Challenge: Print every line of the entries below without changing anything.

Record list:

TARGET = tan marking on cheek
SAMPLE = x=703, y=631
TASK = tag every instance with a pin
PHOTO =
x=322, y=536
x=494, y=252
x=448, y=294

Result of this exercise:
TARGET = tan marking on cheek
SAMPLE = x=703, y=631
TASK = tag every instance with a pin
PHOTO =
x=322, y=536
x=494, y=252
x=448, y=294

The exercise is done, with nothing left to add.